- WRITTEN REQUEST -
Set out the lines below as a numbered list, leaving out any blank lines.

DATA EXTRACT start

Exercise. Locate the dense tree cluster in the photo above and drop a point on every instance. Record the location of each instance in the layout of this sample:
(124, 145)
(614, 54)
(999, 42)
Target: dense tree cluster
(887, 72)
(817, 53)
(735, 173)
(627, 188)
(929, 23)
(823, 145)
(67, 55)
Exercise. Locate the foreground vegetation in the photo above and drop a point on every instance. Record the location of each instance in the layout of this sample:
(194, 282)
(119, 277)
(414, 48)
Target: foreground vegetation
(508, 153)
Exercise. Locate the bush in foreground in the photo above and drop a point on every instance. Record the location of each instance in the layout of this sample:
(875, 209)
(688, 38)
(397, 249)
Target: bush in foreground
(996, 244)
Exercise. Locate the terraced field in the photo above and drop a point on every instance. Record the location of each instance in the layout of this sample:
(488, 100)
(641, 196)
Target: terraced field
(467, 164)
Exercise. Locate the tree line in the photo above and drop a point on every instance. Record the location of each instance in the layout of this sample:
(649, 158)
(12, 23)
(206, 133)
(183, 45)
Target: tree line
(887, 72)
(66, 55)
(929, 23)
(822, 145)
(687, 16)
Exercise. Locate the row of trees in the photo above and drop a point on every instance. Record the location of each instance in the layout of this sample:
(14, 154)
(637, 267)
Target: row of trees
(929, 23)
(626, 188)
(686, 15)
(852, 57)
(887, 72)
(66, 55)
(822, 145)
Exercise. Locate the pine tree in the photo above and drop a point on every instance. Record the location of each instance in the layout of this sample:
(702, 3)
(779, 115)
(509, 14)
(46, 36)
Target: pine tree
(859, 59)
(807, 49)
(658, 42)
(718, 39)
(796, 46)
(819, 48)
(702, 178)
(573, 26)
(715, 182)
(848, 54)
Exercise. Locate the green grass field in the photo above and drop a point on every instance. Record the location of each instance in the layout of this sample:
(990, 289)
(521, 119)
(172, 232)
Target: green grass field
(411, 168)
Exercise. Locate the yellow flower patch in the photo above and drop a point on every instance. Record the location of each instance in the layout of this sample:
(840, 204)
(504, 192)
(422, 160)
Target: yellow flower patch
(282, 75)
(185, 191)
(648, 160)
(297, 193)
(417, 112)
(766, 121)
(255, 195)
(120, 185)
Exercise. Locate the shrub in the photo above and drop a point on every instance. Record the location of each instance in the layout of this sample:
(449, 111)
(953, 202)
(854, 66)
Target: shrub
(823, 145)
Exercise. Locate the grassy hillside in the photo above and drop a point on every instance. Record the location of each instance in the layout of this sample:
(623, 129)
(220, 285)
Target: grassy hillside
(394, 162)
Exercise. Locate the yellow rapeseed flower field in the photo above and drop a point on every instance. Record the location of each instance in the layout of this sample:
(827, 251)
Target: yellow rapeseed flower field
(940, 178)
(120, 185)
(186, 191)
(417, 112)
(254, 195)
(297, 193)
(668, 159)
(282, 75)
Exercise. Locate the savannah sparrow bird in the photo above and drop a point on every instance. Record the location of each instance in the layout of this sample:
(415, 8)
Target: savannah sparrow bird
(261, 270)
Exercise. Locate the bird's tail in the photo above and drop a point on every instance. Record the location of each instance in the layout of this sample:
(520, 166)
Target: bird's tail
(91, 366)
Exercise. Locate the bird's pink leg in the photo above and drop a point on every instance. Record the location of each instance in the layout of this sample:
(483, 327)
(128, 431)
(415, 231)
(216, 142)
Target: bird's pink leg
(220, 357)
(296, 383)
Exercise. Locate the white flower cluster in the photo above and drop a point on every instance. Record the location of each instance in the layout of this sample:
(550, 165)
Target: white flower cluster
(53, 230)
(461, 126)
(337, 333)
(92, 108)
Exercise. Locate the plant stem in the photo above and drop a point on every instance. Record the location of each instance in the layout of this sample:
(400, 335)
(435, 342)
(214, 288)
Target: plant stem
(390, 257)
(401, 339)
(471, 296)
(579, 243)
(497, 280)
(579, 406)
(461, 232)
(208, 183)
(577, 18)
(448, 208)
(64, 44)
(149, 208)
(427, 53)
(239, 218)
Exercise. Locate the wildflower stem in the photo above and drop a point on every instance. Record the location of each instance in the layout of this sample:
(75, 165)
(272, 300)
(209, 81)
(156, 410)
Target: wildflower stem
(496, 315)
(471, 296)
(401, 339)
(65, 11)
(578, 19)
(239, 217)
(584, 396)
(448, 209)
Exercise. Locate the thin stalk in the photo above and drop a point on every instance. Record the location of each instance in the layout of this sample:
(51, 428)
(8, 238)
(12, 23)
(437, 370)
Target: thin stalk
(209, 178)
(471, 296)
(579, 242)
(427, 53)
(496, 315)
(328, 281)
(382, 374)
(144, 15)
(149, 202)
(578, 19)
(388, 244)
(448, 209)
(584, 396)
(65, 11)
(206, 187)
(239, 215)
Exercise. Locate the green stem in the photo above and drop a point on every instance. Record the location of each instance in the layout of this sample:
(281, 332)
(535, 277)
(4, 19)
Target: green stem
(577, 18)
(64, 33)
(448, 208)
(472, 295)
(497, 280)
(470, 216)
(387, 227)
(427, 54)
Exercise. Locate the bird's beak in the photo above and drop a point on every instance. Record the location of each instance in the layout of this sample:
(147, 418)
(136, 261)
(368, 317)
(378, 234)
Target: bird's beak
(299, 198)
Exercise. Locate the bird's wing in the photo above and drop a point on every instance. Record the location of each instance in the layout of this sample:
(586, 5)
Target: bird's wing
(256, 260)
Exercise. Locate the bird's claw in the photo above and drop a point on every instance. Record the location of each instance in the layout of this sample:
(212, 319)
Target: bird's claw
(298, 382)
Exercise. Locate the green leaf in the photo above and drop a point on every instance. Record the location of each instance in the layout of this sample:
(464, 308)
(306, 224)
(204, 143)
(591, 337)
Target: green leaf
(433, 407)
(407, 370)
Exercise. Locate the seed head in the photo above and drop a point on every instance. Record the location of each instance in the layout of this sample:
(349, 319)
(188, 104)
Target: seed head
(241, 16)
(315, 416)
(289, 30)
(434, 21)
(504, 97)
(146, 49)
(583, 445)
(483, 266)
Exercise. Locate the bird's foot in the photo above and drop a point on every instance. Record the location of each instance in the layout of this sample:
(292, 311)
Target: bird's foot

DATA EXTRACT end

- FINAL RESULT -
1. Exercise. Locate the dense tree cluster in the photo above and drop a point on every instance. Record the location of each instance in the layout of this sample:
2. (124, 145)
3. (614, 54)
4. (999, 42)
5. Target: dense tree cluster
6. (887, 72)
7. (817, 53)
8. (735, 173)
9. (627, 188)
10. (929, 23)
11. (823, 145)
12. (67, 55)
13. Exercise. Locate the foreground vegetation in the photo above and drop a point on every instance. Record the location of each instance in the layout of this sample:
14. (194, 282)
15. (119, 277)
16. (414, 48)
17. Target: foreground vegetation
18. (508, 153)
19. Exercise. Locate the bush in foreground in the photo above and drop a point on every instance. Record the location of each instance in the layout of this sample:
20. (875, 209)
21. (688, 38)
22. (397, 249)
23. Target: bush in foreground
24. (996, 244)
25. Exercise. Locate the terraced field in the photo above and drop a point on every instance. Record the location of each instance in the layout of this sample:
26. (488, 100)
27. (641, 196)
28. Target: terraced field
29. (467, 164)
30. Exercise. Locate the tree line in the photo above and drop a point on every instance. Record the location of each instance in the layout of this sample:
31. (649, 158)
32. (12, 23)
33. (206, 133)
34. (183, 45)
35. Target: tree line
36. (887, 72)
37. (66, 55)
38. (929, 23)
39. (822, 145)
40. (687, 16)
41. Exercise. Locate the row of trees in the photo above and drop a point on every instance. Record the location of each instance in the layout of this sample:
42. (14, 154)
43. (637, 267)
44. Target: row of trees
45. (929, 23)
46. (626, 188)
47. (686, 15)
48. (852, 57)
49. (887, 72)
50. (66, 55)
51. (822, 145)
52. Exercise. Locate the pine tree in the photo above and drop a point on every instance. Record the location of each instance in the layout of this sample:
53. (702, 3)
54. (779, 115)
55. (509, 14)
56. (46, 36)
57. Target: pine tree
58. (859, 59)
59. (807, 49)
60. (658, 42)
61. (718, 39)
62. (796, 46)
63. (819, 48)
64. (702, 178)
65. (573, 26)
66. (715, 182)
67. (848, 54)
68. Exercise. Locate the green grass field in the photo above and drop a point on every instance. Record the location of each instance in the layout of this sample:
69. (990, 289)
70. (521, 119)
71. (172, 232)
72. Target: green grass field
73. (411, 168)
74. Exercise. Locate the yellow flower patch in the photo above and drop a point on every instance. Record the location of each instance in the layout of this sample:
75. (840, 204)
76. (504, 192)
77. (422, 160)
78. Target: yellow flower patch
79. (282, 75)
80. (185, 191)
81. (648, 160)
82. (297, 193)
83. (417, 112)
84. (766, 121)
85. (255, 195)
86. (120, 185)
87. Exercise. Locate the shrub in the photo above and drop a point on every instance. Record the location of each instance in the layout of this sample:
88. (449, 111)
89. (953, 202)
90. (854, 66)
91. Target: shrub
92. (823, 145)
93. Exercise. Locate the grassy hillside in the photo above and drop a point on every instance. Record the location of each instance in the layout of this sample:
94. (623, 129)
95. (220, 285)
96. Target: grassy hillside
97. (394, 162)
98. Exercise. Locate the yellow rapeseed flower field in the photo above and drop a point on every instance. Record the location of each instance in the layout of this sample:
99. (827, 251)
100. Target: yellow rapeseed flower field
101. (940, 178)
102. (120, 185)
103. (186, 191)
104. (417, 112)
105. (254, 195)
106. (297, 193)
107. (668, 159)
108. (282, 75)
109. Exercise. Locate the savannah sparrow bird in the photo above and drop a point on every instance. Record the location of each instance in the layout of this sample:
110. (415, 8)
111. Target: savannah sparrow bird
112. (261, 270)
113. Exercise. Locate the bird's tail in the photo above and drop a point on every instance. Record the location of each instance in the layout of this sample:
114. (520, 166)
115. Target: bird's tail
116. (91, 366)
117. Exercise. Locate the bird's pink leg in the photo above and drop a point on every instance. Record the location of each instance in the layout of this sample:
118. (483, 327)
119. (128, 431)
120. (415, 231)
121. (216, 142)
122. Target: bird's pink leg
123. (220, 357)
124. (296, 383)
125. Exercise. Locate the white flower cluster in the photo above and drop a point on every instance. Record the location of each instance in the layout of this sample:
126. (550, 165)
127. Target: white flower cluster
128. (53, 230)
129. (461, 126)
130. (337, 333)
131. (92, 108)
132. Exercise. Locate the plant stem in the photo above and drop a point on every instance. Record the location of each instance in the layout of this sample:
133. (400, 335)
134. (435, 342)
135. (214, 288)
136. Target: plant stem
137. (390, 257)
138. (401, 339)
139. (471, 296)
140. (579, 243)
141. (497, 280)
142. (579, 406)
143. (461, 232)
144. (208, 183)
145. (577, 18)
146. (448, 208)
147. (64, 44)
148. (149, 208)
149. (427, 53)
150. (239, 218)
151. Exercise. Locate the wildflower stem in the photo above and drop a point on every instance. Record the location of each instance in the layout of this sample:
152. (75, 165)
153. (272, 300)
154. (209, 81)
155. (156, 410)
156. Target: wildflower stem
157. (496, 315)
158. (471, 296)
159. (401, 339)
160. (65, 11)
161. (578, 19)
162. (239, 217)
163. (584, 396)
164. (448, 209)
165. Exercise. Locate the thin stalk in the photo above and drop a point on every instance. Record the location of each instance in the layout of this sample:
166. (51, 428)
167. (8, 238)
168. (12, 23)
169. (437, 370)
170. Target: thin stalk
171. (209, 178)
172. (471, 296)
173. (579, 242)
174. (427, 53)
175. (496, 315)
176. (328, 281)
177. (382, 374)
178. (144, 15)
179. (149, 202)
180. (578, 19)
181. (388, 244)
182. (448, 209)
183. (584, 396)
184. (65, 11)
185. (206, 187)
186. (239, 215)
187. Exercise. Locate the green stem in the photo above and drop a point on every instance. Record the location of each instance in the layout of this sample:
188. (281, 332)
189. (535, 277)
190. (4, 19)
191. Target: green stem
192. (577, 18)
193. (64, 33)
194. (448, 208)
195. (472, 295)
196. (497, 280)
197. (470, 216)
198. (387, 227)
199. (427, 54)
200. Exercise. Locate the bird's beak in the photo above and drop a point on every instance. Record the location of each instance in the layout of this sample:
201. (147, 418)
202. (136, 261)
203. (368, 317)
204. (378, 234)
205. Target: bird's beak
206. (299, 198)
207. Exercise. Locate the bird's wing in the photo above and drop a point on every instance. Record the location of each instance in the layout of this sample:
208. (586, 5)
209. Target: bird's wing
210. (256, 260)
211. Exercise. Locate the bird's claw in the photo above and drop a point on every instance. Record the location of each instance in the layout of this sample:
212. (212, 319)
213. Target: bird's claw
214. (298, 382)
215. Exercise. Locate the green leaf in the photo above and drop a point on every instance. Record the location of each instance in the layout of this sample:
216. (464, 308)
217. (306, 224)
218. (204, 143)
219. (591, 337)
220. Target: green leaf
221. (433, 407)
222. (407, 370)
223. Exercise. Locate the seed head in the photo above and drop a point on every instance. Record the location of each instance in the layout of this sample:
224. (349, 319)
225. (188, 104)
226. Target: seed head
227. (241, 16)
228. (315, 416)
229. (289, 30)
230. (434, 21)
231. (504, 97)
232. (146, 49)
233. (583, 445)
234. (483, 266)
235. Exercise. Locate the bird's foot in the photo above and drop a point on every instance. Record the location of each instance in the layout of this sample:
236. (292, 311)
237. Target: bird's foot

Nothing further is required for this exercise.